**WHAT IS EXPECTED:** Convert all of the data below into a Markdown table with two columns, Row and Line. Number each line in the Row column and leave out any blank lines.

Position identification data:
----

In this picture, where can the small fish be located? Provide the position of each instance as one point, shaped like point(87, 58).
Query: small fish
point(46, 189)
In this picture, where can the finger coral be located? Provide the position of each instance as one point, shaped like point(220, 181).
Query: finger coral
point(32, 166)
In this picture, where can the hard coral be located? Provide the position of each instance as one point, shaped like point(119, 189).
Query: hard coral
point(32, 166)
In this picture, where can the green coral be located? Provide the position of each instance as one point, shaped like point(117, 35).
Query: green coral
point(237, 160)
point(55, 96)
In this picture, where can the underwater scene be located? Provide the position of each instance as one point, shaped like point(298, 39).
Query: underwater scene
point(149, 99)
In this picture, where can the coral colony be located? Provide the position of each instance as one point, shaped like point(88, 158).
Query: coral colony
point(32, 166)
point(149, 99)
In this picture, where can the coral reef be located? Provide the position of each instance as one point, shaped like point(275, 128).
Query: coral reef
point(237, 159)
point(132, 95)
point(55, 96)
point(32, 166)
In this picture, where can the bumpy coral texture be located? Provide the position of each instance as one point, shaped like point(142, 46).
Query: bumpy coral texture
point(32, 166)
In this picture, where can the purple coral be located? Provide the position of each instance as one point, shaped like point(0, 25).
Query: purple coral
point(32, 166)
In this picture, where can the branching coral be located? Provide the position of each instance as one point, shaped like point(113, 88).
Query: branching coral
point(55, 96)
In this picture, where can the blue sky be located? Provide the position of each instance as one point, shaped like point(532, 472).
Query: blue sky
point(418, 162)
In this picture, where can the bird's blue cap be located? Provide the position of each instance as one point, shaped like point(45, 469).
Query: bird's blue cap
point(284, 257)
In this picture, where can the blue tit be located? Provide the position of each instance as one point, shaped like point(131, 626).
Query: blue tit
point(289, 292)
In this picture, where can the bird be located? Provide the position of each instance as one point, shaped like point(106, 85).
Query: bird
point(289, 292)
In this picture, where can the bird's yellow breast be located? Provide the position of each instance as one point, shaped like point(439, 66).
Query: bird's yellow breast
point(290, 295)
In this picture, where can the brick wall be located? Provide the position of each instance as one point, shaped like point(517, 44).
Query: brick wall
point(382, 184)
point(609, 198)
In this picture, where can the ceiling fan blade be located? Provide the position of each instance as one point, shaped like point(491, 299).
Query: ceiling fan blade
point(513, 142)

----

**EXPECTED ANSWER:**
| Row | Line |
|---|---|
| 1 | In this picture, where can the small fish be located? Provide the position of each instance as one point, shaped like point(87, 58). |
| 2 | Query: small fish |
| 3 | point(46, 189) |
| 4 | In this picture, where can the finger coral be located? Provide the position of each instance as one point, shaped like point(220, 181). |
| 5 | Query: finger coral |
| 6 | point(32, 166) |
| 7 | In this picture, where can the hard coral be located? Provide the position of each instance as one point, shaped like point(119, 189). |
| 8 | Query: hard coral |
| 9 | point(32, 166) |
| 10 | In this picture, where can the green coral be located? Provide the position of each instance as one point, shaped like point(117, 35). |
| 11 | Query: green coral |
| 12 | point(237, 160) |
| 13 | point(55, 96) |
| 14 | In this picture, where can the underwater scene be located? Provide the position of each instance as one point, shaped like point(298, 39). |
| 15 | Query: underwater scene |
| 16 | point(149, 99) |
| 17 | In this picture, where can the coral colony be located? Provide the position of each instance as one point, shaped like point(88, 158). |
| 18 | Query: coral colony |
| 19 | point(32, 166) |
| 20 | point(149, 99) |
| 21 | In this picture, where can the coral reef be located? Provide the position of each instance as one point, shaped like point(275, 128). |
| 22 | Query: coral reef |
| 23 | point(237, 159) |
| 24 | point(132, 95) |
| 25 | point(55, 96) |
| 26 | point(32, 166) |
| 27 | In this picture, where can the bumpy coral texture be located? Provide the position of each instance as one point, shaped like point(142, 46). |
| 28 | Query: bumpy coral texture |
| 29 | point(32, 166) |
| 30 | In this picture, where can the purple coral be located? Provide the position of each instance as one point, shaped like point(0, 25). |
| 31 | Query: purple coral |
| 32 | point(32, 166) |
| 33 | In this picture, where can the branching coral be located? Provide the position of each instance as one point, shaped like point(113, 88). |
| 34 | Query: branching coral |
| 35 | point(55, 96) |
| 36 | In this picture, where can the blue sky be located? Provide the position of each instance as one point, shaped like point(532, 472). |
| 37 | Query: blue sky |
| 38 | point(418, 162) |
| 39 | In this picture, where can the bird's blue cap be located? Provide the position of each instance as one point, shaped like point(45, 469). |
| 40 | Query: bird's blue cap |
| 41 | point(284, 257) |
| 42 | In this picture, where can the blue tit be located? Provide the position of each instance as one point, shaped like point(131, 626). |
| 43 | Query: blue tit |
| 44 | point(289, 292) |
| 45 | In this picture, where can the bird be located? Provide the position of each instance as one point, shaped like point(106, 85). |
| 46 | Query: bird |
| 47 | point(289, 292) |
| 48 | In this picture, where can the bird's yellow breast be located? Provide the position of each instance as one point, shaped like point(439, 66). |
| 49 | Query: bird's yellow breast |
| 50 | point(290, 295) |
| 51 | In this picture, where can the brick wall be located? Provide the position of each instance as one point, shaped like point(517, 44). |
| 52 | Query: brick wall |
| 53 | point(382, 184) |
| 54 | point(609, 198) |
| 55 | In this picture, where can the ceiling fan blade be located? Provide the position of each instance as one point, shaped like point(491, 299). |
| 56 | Query: ceiling fan blade |
| 57 | point(513, 142) |